DATA PROVIDED
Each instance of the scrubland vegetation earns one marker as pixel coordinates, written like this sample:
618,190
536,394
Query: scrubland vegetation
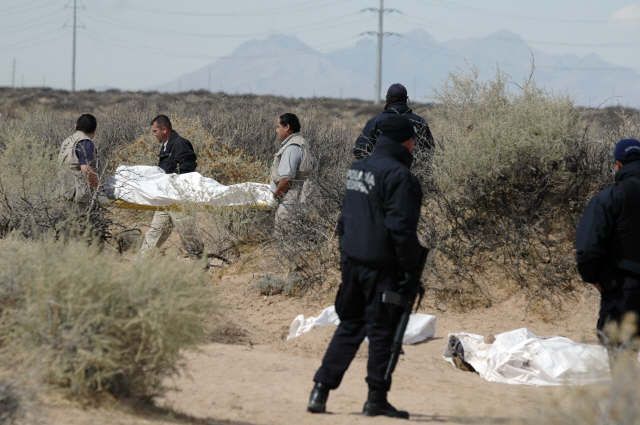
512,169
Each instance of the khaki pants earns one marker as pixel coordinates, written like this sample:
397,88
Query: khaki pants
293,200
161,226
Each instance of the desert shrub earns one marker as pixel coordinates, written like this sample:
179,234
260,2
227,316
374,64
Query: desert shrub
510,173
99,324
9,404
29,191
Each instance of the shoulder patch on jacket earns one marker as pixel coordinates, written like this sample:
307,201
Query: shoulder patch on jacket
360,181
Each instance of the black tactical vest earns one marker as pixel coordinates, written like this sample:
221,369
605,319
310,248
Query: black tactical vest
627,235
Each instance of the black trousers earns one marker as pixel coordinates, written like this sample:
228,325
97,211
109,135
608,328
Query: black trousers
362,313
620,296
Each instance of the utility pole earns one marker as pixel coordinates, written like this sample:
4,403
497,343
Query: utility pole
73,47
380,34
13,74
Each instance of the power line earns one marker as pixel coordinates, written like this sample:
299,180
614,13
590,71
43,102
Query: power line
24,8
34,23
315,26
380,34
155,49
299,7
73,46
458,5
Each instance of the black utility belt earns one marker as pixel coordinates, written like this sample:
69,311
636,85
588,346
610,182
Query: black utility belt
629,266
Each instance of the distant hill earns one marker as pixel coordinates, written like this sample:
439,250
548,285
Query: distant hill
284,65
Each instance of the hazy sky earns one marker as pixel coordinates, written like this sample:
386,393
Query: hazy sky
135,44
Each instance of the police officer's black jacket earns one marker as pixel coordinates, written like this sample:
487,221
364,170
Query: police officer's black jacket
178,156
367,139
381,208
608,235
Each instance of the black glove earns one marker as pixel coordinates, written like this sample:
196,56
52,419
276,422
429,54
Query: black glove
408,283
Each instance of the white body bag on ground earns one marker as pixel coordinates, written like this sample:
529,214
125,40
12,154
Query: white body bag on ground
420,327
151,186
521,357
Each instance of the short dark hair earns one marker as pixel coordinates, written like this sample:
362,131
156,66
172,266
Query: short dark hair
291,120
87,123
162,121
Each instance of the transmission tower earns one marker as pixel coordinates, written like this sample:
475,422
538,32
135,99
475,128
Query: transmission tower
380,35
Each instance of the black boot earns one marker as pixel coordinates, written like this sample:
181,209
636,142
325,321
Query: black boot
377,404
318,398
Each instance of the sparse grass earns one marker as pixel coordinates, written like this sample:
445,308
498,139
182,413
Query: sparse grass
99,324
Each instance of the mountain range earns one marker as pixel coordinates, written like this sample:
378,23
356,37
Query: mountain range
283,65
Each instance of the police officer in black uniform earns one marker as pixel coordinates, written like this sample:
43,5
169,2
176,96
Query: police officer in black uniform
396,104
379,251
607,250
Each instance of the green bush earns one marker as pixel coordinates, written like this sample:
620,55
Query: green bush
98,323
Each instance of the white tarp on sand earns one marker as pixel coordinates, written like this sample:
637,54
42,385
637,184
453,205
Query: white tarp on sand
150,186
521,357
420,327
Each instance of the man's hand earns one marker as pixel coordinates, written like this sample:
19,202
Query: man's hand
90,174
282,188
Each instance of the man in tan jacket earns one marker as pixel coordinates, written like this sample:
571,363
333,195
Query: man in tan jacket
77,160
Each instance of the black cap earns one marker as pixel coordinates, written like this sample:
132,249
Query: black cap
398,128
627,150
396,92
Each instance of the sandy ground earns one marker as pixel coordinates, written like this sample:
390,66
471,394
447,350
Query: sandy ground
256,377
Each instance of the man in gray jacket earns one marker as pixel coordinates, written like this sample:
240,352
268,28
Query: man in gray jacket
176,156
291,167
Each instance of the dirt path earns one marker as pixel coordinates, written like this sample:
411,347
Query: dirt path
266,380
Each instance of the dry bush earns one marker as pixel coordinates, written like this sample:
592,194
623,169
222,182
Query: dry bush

WORK TASK
Each line of the data above needs to be retyped as it is, without any picture.

RESULT
Each instance of the scrubland vegetation earns one marker as pixel coordinates, written like this sample:
618,190
536,394
Query: scrubland vegetation
512,169
Each instance of the khaki pants earns one marker as pixel coordinates, written like this sample:
397,88
Query: khaki pants
293,200
161,226
Each instance of the desert shrub earns one marker as pixel coordinates, written like this sample:
179,234
260,2
227,316
374,64
Query: desert shrub
510,173
99,324
9,404
29,191
Each instance of the shoulder patch on jacket earns one marker as pixel coordinates, written like this sample:
307,201
Query: shoulder patch on jacket
360,181
Each instance of the black tactical vest earns one marker as pixel coordinates, written like this sample:
221,369
605,319
310,248
Query: black tactical vest
627,235
Each instance of the black trousers earns one marker as pixel coordinates, written like this sample:
228,325
97,211
109,135
608,328
Query: black trousers
362,313
620,296
Each instance of the utility pole earns one marker as pixel coordinates, written like this sample:
4,403
497,343
Query: utility pole
73,47
380,34
13,74
Each instance of the power line earns one marker as pixel coordinates, written like this sample:
299,180
614,13
590,71
43,102
Query: power line
24,8
34,23
315,26
380,34
155,49
299,7
73,46
458,5
Each instance of the black utility belt earns one marker as pixel coordinates, written like this sample:
69,311
636,85
588,346
610,182
Query: black utility belt
629,266
Each instance of the distant hill earns one marker as pixel coordinates, written like this sample:
439,250
548,285
Query: distant hill
284,65
Each instance of the hazy sky earns one marker as pixel coordinates, written like this sample:
386,393
Query: hazy sky
135,44
Each instance of the police officer's black jacket earns one marker as pixel coordinates, written like this sample:
487,221
364,170
Query: police officer's black jacket
178,156
367,139
381,208
608,235
Each instance of the black glove earns one marker as pixel coordinates, written like this sample:
196,56
52,419
276,422
429,54
Query: black glove
408,283
Each instance of the white body bag on ground earns one marker as pixel coordinates, written like this sample:
529,214
125,40
12,154
Query: white body bag on ground
420,327
151,186
521,357
Each instance of the short dark hair earns one marker as pixel coordinates, written like this sample:
362,131
156,66
172,266
Query: short dark hair
291,120
87,123
162,121
Each instance of the transmission tower earns one marker as pixel coordinates, written like this sample:
475,422
538,32
135,99
475,128
Query: transmission tower
380,35
Each instance of the black boot earns one marker as pixel coordinates, written like this sample:
181,209
636,142
325,321
Query: black boot
377,404
318,398
Each instance of the sparse grass earns one marker as pixel coordinates, written like this sample:
445,308
498,139
182,413
Query: sparse grass
99,324
Each instance of the mountain range earns one marker as pixel coordinates, written like this sample:
378,23
356,37
Query: mountain range
283,65
Each instance of the police officer in black uniform earns one marker as pixel coordinates, written like this sample:
43,5
169,2
176,96
Query: police officer in black uniform
396,104
379,251
607,250
Each instance of the green bush earns one marker as pixel coordinates, written like this sample:
620,55
Query: green bush
98,323
Each instance of the white tarp on sand earns one marker as pixel coordinates, written like this sample:
637,54
42,385
637,184
453,205
Query: white tarp on sand
150,186
521,357
420,327
Each instance of the man's hand earns one marker as pixel coordinates, written like this sample:
19,202
Query: man's hand
90,174
282,188
Each instance of the man in tan jacket earns one marker as pixel coordinates, written like this sample:
571,363
333,195
Query: man in tan jacket
77,160
Each instance of the black cap earns one marker as pixel coordinates, written like this sample:
132,249
Query: black cap
398,128
627,150
396,92
Each instance of the sandy ground earns one marker as pixel coordinates, written like this sample:
390,66
471,394
447,350
Query: sandy ground
256,377
Each instance of the man in gray jacket earns one marker as pixel coordinates, written like this sample:
240,352
268,28
Query: man in gray jacket
176,156
291,167
Each instance of the dirt path earns one marker as pixel coordinates, written like this sample:
411,347
Query: dirt path
266,380
Each instance of the dry bush earns one marker as pixel coordinates, written like this sample:
592,194
623,169
222,182
Query: dry bush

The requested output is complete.